• **TASK MATERIAL**:
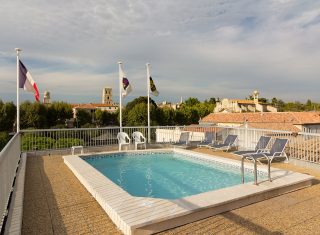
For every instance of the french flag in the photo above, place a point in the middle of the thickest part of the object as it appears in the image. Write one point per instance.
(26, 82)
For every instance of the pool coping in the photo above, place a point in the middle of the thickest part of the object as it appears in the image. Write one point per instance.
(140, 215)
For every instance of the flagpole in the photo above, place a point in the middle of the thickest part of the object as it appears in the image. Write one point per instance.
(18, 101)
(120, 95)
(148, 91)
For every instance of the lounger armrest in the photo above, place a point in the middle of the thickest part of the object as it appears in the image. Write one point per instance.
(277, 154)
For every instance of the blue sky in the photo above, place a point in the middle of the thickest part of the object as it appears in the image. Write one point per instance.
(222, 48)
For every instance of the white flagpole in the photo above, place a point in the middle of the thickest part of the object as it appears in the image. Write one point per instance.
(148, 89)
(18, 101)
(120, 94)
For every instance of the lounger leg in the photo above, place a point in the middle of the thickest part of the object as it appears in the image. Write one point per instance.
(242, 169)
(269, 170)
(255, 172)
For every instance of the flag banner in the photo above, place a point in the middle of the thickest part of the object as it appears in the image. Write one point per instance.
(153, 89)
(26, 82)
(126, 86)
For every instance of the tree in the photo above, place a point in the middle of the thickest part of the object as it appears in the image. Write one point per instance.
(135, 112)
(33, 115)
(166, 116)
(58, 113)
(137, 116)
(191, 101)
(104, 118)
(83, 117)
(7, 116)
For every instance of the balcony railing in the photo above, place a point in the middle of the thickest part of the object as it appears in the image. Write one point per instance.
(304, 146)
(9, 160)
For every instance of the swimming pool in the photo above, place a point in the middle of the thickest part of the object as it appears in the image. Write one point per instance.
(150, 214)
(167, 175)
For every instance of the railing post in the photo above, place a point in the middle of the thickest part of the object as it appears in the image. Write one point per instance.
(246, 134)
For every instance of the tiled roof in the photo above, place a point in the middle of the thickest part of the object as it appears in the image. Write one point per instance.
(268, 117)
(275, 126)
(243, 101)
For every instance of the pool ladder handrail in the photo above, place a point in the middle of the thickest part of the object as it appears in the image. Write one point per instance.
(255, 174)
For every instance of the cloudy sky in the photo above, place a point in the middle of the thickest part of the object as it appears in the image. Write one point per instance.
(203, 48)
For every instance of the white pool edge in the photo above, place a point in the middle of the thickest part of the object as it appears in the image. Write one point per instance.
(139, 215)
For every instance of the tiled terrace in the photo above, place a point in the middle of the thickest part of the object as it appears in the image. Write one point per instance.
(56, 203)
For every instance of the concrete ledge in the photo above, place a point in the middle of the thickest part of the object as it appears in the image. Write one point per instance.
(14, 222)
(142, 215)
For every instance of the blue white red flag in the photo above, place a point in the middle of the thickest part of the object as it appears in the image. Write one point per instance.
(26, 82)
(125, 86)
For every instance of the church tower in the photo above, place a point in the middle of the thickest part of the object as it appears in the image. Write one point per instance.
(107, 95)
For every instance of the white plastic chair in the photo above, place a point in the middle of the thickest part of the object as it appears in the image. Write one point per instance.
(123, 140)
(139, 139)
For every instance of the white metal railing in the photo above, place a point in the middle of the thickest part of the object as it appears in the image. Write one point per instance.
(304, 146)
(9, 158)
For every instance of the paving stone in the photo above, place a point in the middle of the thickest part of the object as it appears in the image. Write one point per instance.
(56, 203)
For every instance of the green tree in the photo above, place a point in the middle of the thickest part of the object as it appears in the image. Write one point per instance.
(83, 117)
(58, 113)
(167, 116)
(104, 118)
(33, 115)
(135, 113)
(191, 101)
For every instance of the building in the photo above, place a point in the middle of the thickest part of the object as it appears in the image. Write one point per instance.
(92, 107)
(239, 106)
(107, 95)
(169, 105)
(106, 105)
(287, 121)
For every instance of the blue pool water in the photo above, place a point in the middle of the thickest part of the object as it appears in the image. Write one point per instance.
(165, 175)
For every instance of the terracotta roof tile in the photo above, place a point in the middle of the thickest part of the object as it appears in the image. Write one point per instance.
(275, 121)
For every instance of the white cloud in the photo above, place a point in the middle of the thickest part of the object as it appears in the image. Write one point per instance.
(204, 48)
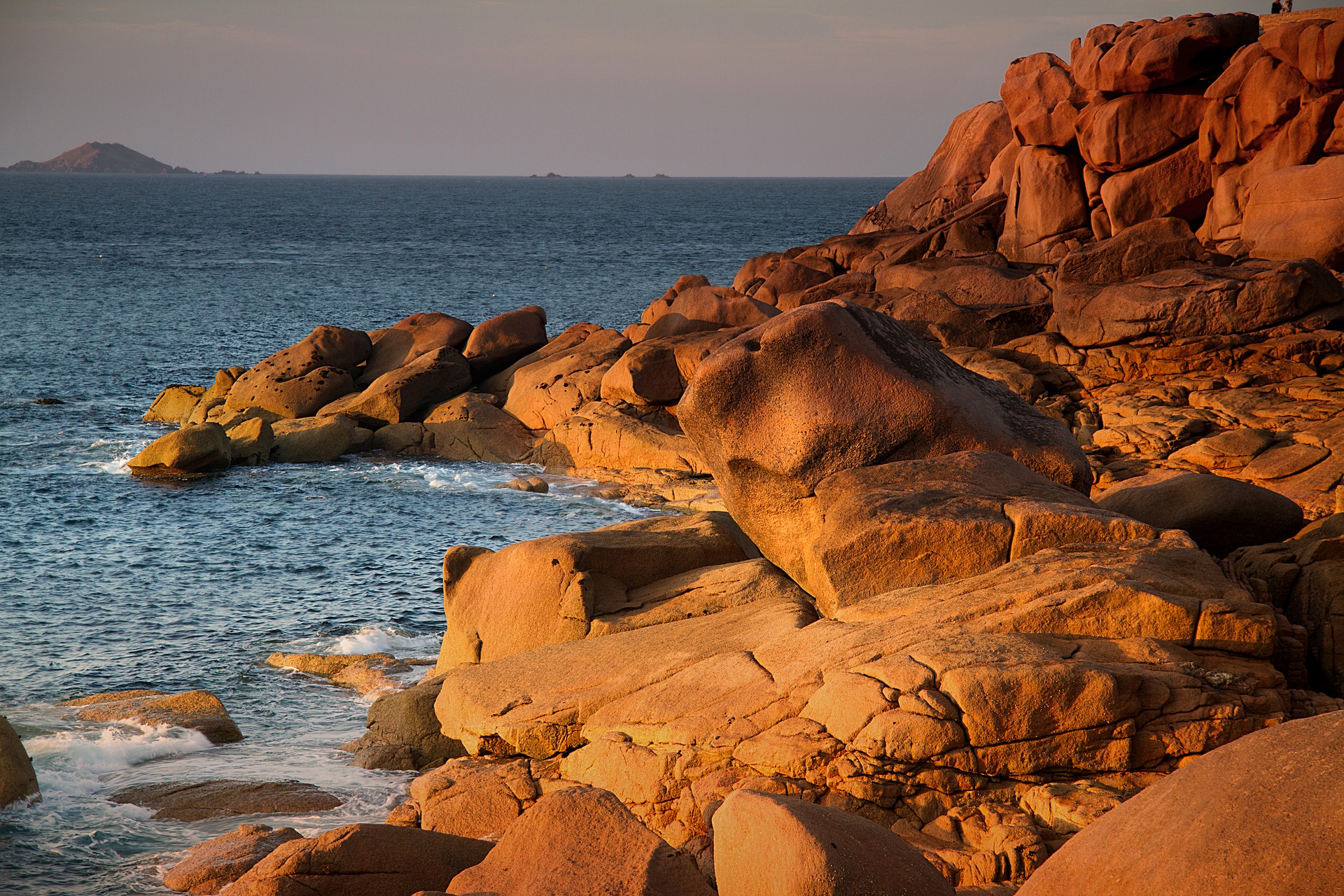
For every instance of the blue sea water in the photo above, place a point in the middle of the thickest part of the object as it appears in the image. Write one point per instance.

• **TASK**: Render everything from the line containing "For every instance of the white cloud" down to the end of the records as a JSON list of strings, one string per line, with blank lines and pictures left out.

• **SOLUTION FOR THIS EXERCISE**:
[
  "For every instance of the white cloud in the photo above, place a point in the middle of the thickest part of the object as it appears in the image. Write one point per instance.",
  "(204, 48)",
  "For every instance of the blue sea water in the photo above, place a point in the middle of the thickest part of the object as it appears in the image. Write one point per instance."
]